EXTRAIT DU DOCUMENT:
Le présent n'est que le futur passé...
2 Juin 2013
« Like a virgin, touched for the very first time. Like a virgin, when your heart beats, next to mine ». Nous étions tous un peu vierge lorsque le Virgin Mégastore des Champs Élysée a ouvert ses portes en 1988. Seuls les habitués du HMV Shop de Londres savaient à quoi ressemblait un temple dédié à la consommation. Car ce n'était pas un magasin, c'était un temple qui s'ouvrait là, sous nos yeux émerveillés. Virgin MEGA STORE en lettre rouge écarlate allait animé pendant de nombreuses années cette avenue abandonnées aux touristes.

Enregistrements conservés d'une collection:

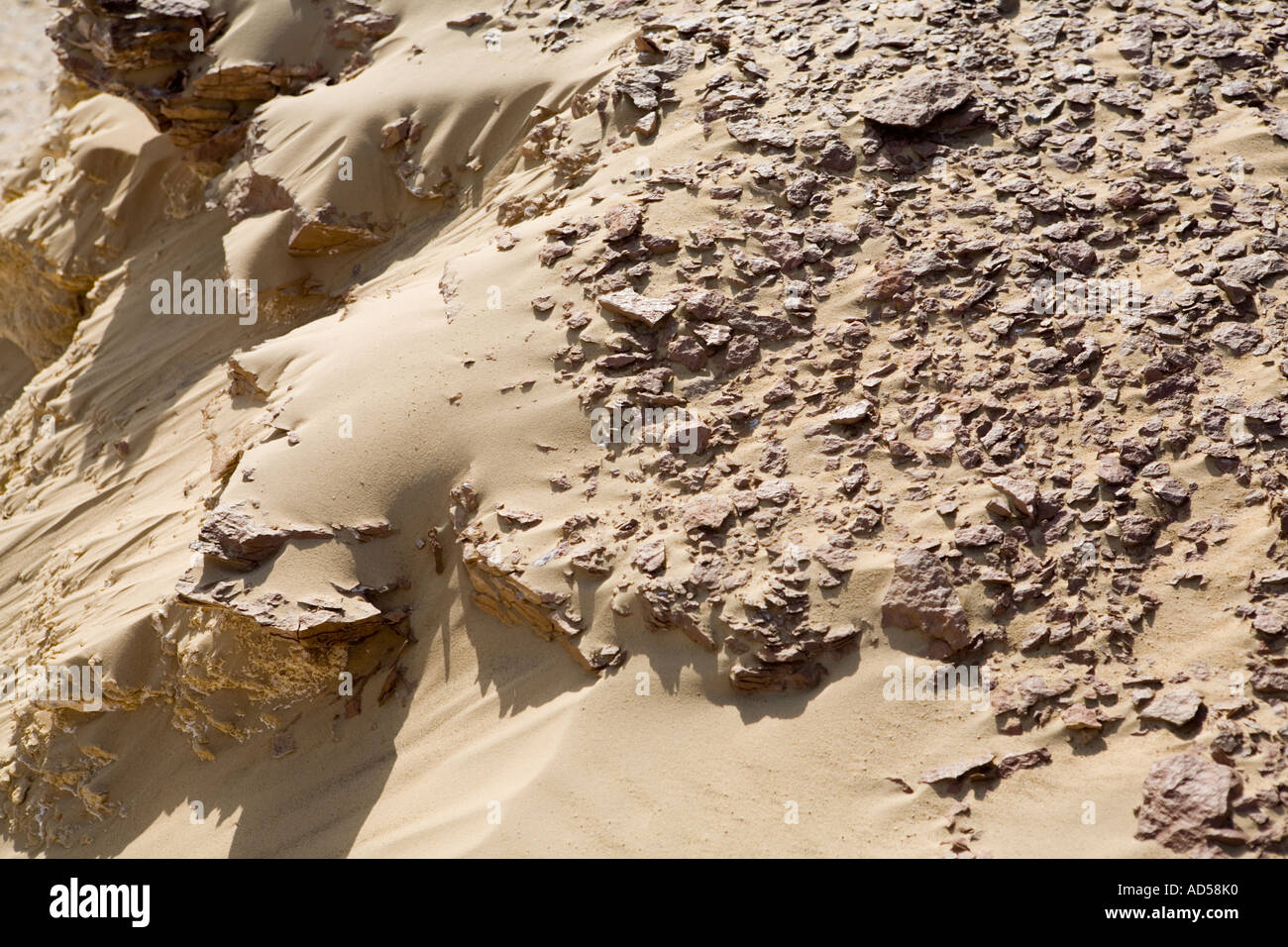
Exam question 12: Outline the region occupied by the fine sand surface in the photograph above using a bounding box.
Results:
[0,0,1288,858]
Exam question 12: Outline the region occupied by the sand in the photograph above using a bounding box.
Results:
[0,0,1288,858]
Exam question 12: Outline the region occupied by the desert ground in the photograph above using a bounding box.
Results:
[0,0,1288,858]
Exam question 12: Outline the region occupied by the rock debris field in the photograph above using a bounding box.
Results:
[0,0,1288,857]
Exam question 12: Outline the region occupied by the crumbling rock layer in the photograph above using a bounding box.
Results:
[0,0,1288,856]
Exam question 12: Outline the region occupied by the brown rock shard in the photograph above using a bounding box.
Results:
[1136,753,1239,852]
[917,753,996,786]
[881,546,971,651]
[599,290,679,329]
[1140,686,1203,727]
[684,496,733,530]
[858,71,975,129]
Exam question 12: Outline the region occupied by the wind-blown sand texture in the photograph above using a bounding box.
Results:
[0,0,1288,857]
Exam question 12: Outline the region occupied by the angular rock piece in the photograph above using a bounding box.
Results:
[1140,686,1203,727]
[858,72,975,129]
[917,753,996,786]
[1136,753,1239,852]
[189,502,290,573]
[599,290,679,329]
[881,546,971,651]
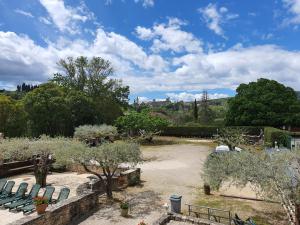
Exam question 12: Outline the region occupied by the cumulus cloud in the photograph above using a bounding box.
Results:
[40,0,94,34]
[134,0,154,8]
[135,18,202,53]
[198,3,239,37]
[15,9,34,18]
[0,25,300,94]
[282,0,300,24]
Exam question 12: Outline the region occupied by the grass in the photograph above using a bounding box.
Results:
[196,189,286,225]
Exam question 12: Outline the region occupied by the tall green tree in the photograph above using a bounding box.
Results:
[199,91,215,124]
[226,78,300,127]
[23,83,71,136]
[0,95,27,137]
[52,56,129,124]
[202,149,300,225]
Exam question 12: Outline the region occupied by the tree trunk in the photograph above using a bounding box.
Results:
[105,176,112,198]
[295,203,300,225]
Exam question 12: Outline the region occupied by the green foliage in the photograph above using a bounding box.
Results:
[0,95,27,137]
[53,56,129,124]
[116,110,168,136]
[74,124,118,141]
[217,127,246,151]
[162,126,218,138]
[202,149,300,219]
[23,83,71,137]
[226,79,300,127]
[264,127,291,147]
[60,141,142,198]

--

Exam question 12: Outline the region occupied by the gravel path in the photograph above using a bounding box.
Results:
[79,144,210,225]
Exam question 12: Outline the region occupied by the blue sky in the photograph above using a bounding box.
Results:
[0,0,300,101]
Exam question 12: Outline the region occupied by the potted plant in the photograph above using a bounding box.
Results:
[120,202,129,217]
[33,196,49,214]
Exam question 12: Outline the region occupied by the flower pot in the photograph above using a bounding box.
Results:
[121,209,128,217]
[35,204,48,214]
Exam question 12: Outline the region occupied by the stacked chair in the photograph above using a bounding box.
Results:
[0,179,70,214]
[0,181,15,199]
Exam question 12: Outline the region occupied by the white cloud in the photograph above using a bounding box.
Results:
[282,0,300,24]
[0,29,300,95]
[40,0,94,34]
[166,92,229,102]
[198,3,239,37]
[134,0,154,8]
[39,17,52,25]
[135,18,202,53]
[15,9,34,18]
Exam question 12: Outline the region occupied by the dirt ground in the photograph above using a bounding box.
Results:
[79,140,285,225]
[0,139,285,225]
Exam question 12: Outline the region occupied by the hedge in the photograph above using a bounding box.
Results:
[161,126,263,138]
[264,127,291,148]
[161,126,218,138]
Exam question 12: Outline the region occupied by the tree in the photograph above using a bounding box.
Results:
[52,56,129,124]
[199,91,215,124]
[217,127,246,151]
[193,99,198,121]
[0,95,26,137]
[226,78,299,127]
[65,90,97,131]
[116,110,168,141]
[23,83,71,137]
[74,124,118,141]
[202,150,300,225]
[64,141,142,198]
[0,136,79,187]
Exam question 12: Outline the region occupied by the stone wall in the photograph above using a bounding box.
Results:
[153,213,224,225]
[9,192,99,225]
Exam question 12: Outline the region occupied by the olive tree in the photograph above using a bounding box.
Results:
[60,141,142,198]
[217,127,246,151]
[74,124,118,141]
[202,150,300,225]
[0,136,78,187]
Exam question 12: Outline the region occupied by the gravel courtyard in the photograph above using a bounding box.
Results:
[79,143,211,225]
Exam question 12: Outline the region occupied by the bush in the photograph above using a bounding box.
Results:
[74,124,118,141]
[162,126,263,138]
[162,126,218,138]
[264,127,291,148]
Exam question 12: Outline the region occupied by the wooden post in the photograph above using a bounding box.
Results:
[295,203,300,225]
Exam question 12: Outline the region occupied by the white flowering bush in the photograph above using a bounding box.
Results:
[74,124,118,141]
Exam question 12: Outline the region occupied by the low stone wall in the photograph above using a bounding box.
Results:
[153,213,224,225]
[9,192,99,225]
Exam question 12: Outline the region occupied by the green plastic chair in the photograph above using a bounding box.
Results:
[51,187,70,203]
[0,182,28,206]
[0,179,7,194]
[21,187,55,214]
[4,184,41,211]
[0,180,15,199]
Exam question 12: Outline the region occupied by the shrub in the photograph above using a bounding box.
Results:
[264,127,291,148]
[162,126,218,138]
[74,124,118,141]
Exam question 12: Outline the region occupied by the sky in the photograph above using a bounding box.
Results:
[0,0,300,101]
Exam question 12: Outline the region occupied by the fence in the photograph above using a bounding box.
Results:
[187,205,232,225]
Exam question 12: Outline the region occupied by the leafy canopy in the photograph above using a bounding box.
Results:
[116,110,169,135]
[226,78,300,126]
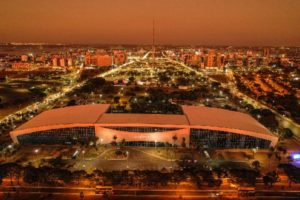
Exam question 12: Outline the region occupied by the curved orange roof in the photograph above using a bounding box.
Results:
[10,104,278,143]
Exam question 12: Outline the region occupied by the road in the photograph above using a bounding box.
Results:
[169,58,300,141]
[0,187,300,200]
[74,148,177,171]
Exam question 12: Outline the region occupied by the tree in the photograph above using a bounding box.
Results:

---

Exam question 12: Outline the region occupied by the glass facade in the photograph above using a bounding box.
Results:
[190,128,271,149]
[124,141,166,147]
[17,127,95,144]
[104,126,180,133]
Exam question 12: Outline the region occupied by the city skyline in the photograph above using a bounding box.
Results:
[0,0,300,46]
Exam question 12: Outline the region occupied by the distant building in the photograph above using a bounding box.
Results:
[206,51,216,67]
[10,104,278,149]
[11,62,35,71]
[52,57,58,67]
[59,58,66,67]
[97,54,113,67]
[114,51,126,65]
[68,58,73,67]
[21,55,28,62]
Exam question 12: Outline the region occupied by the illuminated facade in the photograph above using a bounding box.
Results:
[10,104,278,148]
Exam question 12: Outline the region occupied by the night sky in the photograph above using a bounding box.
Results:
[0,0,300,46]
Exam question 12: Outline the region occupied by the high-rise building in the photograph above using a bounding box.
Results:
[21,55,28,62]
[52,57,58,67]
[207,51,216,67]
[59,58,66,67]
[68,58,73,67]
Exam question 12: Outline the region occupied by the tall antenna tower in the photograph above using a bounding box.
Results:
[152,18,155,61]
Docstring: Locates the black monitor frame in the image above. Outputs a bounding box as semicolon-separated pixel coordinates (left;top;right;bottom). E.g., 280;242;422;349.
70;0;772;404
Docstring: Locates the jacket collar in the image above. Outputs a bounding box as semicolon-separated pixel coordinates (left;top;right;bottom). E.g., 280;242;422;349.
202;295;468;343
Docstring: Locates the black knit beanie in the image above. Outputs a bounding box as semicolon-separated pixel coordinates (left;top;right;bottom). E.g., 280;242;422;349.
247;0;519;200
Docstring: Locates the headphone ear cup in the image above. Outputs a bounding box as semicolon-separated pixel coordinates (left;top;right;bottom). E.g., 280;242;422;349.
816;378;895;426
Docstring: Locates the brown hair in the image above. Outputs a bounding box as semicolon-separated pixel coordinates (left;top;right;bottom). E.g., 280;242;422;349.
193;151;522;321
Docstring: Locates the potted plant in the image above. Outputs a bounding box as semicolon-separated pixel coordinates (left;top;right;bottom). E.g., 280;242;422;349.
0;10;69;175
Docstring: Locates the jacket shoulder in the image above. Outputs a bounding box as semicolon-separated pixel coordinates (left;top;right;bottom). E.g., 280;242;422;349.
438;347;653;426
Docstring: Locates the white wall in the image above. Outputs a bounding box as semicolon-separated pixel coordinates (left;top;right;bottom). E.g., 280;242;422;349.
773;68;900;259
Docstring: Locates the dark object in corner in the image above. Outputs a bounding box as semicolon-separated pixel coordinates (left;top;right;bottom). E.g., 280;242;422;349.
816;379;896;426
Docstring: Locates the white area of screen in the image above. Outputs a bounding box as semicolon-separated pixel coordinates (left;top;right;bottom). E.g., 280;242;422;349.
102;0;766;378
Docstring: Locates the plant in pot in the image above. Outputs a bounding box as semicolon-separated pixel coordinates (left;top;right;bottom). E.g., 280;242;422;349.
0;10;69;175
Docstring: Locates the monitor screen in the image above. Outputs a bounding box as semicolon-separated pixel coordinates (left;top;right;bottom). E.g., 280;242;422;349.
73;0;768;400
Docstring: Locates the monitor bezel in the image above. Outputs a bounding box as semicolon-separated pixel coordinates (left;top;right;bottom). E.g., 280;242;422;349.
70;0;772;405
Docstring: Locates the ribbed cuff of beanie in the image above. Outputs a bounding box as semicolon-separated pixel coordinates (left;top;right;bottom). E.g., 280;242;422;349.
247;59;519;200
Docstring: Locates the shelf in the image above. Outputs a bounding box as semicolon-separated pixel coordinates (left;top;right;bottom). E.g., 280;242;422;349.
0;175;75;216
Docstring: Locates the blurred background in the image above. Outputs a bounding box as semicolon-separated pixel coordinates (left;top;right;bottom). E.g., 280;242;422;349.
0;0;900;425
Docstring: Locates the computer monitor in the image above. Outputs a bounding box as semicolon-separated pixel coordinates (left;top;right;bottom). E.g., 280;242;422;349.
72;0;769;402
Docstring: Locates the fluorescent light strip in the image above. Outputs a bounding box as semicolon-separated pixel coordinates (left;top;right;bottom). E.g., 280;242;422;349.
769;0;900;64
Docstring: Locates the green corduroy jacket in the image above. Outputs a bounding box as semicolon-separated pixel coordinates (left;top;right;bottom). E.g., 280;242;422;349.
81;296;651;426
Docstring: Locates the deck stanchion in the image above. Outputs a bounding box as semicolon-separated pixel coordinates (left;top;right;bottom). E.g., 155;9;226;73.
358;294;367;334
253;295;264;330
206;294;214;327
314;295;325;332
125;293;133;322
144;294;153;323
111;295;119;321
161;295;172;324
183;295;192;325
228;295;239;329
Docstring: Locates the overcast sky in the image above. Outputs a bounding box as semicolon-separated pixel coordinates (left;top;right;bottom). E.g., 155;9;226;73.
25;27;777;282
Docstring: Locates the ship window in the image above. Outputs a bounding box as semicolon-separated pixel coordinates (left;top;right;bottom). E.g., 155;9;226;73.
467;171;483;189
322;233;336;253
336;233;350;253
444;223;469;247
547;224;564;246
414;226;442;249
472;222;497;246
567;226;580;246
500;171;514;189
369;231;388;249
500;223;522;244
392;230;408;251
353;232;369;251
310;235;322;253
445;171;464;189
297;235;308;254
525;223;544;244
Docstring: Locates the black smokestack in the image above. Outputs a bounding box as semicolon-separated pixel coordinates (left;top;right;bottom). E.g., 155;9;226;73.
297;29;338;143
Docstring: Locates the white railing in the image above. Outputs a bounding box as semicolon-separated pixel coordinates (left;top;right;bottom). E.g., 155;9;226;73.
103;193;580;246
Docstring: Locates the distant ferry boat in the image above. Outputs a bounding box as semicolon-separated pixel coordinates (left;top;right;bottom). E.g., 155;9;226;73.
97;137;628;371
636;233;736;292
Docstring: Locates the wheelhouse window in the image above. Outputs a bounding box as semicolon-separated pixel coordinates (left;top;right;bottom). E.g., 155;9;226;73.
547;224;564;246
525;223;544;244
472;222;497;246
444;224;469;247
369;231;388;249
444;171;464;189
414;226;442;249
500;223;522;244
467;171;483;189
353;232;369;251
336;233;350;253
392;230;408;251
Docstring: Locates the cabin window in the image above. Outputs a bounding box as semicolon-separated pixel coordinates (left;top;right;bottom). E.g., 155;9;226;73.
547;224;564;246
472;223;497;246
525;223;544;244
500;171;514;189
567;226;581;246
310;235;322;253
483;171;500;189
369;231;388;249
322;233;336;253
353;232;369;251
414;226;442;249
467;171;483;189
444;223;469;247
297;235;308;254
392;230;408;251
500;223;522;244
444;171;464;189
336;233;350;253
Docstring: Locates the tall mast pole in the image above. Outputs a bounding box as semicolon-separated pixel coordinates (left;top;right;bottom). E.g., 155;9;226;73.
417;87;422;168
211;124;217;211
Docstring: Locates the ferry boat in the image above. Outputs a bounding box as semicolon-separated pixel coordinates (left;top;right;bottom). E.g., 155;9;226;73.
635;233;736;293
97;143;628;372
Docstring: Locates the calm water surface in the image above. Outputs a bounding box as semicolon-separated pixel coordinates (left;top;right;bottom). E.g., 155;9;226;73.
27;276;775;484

CONSIGNE A: Résumez en deux phrases l'extrait sur le Virgin Mégastore.
CONSIGNE B: Poursuivez l'extrait sur le Virgin Mégastore à partir de sa dernière phrase.
Les enregistrements forment un ensemble indépendant de l'extrait.

RÉPONSE PROPOSÉE A: Le Virgin Mégastore des Champs-Élysées a ouvert ses portes en 1988, alors que seuls les habitués du HMV Shop de Londres savaient à quoi ressemblait un temple dédié à la consommation. L'extrait le présente non comme un magasin mais comme un temple, dont l'enseigne en lettres rouge écarlate allait animer pendant de nombreuses années une avenue abandonnée aux touristes.

RÉPONSE PROPOSÉE B:
Marbre, colonnes, escalier monumental, toute la grammaire architecturale, dédiée au temples grecques, se trouvait ici concentrée en plus étincelant et en plus clinquant. A tout instant nous pouvions nous imaginer voir surgir Indiana Jones avec son fouet et son légendaire chapeau, échapper à ses assaillants dans ce temple maudit. Entrer dans le temple était le passage obligé pour tout passionné de musique. En un instant la FNAC de la rue de Rennes faisaient pâle figure et les petits disquaires de quartier à jamais engloutis par ce Mégastore. Dans ce temple nous étions les simples disciples dévoués et soumis du Dieu de la consommation.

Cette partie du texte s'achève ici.